SUPPLIED TEXT:
Holy Week in the Holy Land: Easter in Jerusalem amid Coronavirus

The Church of the Holy Sepulchre is closed to the public for the first time in nearly seven centuries – since 1349, during an outbreak of plague

Jerusalem during Holy Week is usually filled with thousands of Christian pilgrims from around the world walking in the footsteps of Jesus. But the Via Dolorosa will be empty this Good Friday before Easter Sunday – another victim of the coronavirus pandemic disrupting everything, including major religious holidays.

“Very devastating” is how the Very Reverend Dr. Hosam Naoum, bishop-elect of the Anglican Church in Jerusalem, described to The Media Line pilgrims not being able to visit the holy sites in Jerusalem for Easter.

On March 18, Israel announced that foreigners who are not Israeli citizens or permanent residents would not be allowed to enter the country.

Since so many people can’t make the trip to Israel because of COVID-19 travel restrictions, Naoum is bringing Easter to them. He has been streaming services from St. George’s Cathedral for the past two weeks on his Facebook page and will be broadcasting for Easter as well. Naoum said he has been getting about 1,500 viewers and expects more for Holy Week.

DATA TO EXAMINE:
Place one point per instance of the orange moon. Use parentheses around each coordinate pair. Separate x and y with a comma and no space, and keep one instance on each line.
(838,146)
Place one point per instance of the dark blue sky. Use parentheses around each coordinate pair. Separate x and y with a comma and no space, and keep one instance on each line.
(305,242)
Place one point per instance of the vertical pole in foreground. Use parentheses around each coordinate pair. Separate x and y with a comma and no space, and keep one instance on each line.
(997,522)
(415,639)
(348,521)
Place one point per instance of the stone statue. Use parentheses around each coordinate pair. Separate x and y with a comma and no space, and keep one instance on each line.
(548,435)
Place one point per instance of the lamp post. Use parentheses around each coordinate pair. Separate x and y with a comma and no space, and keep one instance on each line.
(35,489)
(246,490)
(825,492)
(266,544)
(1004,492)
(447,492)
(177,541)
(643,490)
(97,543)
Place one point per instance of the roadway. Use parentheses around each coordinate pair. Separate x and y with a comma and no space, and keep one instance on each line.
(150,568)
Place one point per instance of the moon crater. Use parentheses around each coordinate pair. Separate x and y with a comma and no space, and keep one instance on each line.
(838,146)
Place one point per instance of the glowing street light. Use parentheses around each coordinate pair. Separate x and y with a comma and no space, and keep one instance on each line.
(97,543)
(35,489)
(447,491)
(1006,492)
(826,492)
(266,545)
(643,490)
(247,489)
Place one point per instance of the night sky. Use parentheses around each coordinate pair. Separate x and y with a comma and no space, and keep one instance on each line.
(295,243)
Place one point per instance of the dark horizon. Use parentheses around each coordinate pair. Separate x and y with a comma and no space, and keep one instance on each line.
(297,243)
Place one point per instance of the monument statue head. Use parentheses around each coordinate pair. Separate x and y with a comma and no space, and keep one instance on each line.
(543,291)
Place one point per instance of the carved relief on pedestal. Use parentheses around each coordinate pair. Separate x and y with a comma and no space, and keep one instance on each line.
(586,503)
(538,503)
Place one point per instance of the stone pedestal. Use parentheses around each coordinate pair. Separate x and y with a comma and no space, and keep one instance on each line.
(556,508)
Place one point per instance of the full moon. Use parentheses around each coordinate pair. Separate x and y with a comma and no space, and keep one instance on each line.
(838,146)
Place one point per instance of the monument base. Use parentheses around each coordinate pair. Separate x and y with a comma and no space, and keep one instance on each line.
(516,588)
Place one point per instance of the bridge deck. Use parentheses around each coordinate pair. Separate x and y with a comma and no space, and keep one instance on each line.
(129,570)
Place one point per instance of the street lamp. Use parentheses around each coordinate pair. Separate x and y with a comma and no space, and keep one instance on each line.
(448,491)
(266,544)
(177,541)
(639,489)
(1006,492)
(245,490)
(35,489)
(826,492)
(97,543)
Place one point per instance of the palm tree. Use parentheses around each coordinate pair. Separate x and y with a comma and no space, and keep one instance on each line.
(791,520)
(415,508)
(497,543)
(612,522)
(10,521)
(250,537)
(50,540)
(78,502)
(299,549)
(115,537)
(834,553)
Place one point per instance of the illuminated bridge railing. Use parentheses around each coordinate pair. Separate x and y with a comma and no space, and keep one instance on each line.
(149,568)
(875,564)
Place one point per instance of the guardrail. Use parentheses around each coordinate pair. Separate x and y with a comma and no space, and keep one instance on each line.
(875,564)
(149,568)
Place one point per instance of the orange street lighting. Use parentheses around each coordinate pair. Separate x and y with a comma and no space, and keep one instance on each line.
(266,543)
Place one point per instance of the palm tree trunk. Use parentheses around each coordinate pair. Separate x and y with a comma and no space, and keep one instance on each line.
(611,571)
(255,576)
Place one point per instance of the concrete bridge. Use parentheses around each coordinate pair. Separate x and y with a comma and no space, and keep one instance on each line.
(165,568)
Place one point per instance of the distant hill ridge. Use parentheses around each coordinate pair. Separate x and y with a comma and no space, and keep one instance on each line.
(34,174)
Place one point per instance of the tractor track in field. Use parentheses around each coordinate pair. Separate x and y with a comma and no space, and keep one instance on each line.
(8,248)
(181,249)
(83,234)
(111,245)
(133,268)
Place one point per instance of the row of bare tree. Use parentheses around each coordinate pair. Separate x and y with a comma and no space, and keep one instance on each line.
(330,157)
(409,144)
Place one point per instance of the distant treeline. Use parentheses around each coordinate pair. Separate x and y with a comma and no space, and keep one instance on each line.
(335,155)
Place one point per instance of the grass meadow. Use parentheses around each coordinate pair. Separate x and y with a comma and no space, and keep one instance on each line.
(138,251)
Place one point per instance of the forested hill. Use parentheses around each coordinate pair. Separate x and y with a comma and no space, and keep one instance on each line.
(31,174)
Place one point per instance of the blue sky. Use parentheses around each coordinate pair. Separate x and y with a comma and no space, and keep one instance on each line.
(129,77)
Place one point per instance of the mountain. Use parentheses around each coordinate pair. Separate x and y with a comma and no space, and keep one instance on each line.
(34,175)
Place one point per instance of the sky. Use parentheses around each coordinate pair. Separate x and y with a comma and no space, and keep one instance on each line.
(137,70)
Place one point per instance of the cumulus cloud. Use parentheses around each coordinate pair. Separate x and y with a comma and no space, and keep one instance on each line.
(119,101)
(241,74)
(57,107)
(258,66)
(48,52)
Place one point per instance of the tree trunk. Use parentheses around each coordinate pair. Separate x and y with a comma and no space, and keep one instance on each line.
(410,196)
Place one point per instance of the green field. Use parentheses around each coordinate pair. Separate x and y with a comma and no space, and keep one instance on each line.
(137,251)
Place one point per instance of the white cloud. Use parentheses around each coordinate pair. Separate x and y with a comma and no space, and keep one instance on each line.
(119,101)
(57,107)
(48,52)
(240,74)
==
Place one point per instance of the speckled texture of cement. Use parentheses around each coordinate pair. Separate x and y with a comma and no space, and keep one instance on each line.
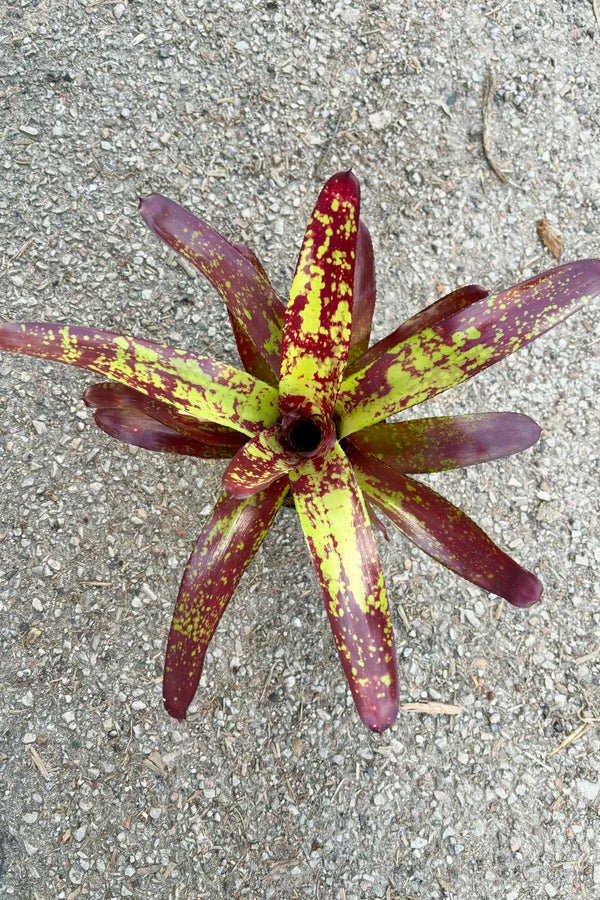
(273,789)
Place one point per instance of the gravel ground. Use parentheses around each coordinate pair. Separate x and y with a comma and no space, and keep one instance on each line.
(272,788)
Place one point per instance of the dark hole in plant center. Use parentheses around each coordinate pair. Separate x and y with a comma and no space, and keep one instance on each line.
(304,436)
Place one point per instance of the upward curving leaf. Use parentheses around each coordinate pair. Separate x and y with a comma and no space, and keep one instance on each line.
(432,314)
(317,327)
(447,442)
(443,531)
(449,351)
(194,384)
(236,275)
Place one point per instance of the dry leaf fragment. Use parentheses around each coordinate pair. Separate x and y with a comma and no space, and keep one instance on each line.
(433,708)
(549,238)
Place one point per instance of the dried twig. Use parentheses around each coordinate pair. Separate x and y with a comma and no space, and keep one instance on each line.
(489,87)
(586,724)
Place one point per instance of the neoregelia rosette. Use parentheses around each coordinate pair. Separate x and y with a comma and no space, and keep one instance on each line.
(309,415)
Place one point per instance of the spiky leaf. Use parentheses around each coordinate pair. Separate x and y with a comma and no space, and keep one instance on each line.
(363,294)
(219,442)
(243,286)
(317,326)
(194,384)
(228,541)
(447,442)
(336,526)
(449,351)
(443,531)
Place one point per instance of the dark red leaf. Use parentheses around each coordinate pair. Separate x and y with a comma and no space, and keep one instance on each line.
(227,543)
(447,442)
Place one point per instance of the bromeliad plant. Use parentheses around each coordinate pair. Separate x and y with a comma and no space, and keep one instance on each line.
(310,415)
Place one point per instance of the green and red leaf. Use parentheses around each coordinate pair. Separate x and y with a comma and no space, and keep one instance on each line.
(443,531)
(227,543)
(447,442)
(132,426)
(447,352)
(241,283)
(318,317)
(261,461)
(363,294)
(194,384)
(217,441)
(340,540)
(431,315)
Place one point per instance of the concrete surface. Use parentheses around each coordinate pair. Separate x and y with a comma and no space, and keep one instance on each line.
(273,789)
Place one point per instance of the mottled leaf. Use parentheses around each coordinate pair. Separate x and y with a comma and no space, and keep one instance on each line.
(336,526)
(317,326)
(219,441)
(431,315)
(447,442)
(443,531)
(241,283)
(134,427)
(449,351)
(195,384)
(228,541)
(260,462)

EXERCISES:
A: Translate this sentence from the Easter in Jerusalem article into Spanish: "On March 18, Israel announced that foreigners who are not Israeli citizens or permanent residents would not be allowed to enter the country."
B: Reproduce everything in the Easter in Jerusalem article from "Since so many" down to "for Holy Week.", replacing "viewers" with "online viewers".
C: According to the Easter in Jerusalem article, when was the Church of the Holy Sepulchre last closed to the public before this closure?

ANSWERS TO THE TASKS:
A: El 18 de marzo, Israel anunció que a los extranjeros que no fueran ciudadanos israelíes ni residentes permanentes no se les permitiría entrar en el país.

B:
Since so many people can’t make the trip to Israel because of COVID-19 travel restrictions, Naoum is bringing Easter to them. He has been streaming services from St. George’s Cathedral for the past two weeks on his Facebook page and will be broadcasting for Easter as well. Naoum said he has been getting about 1,500 online viewers and expects more for Holy Week.

C: In 1349, during an outbreak of plague.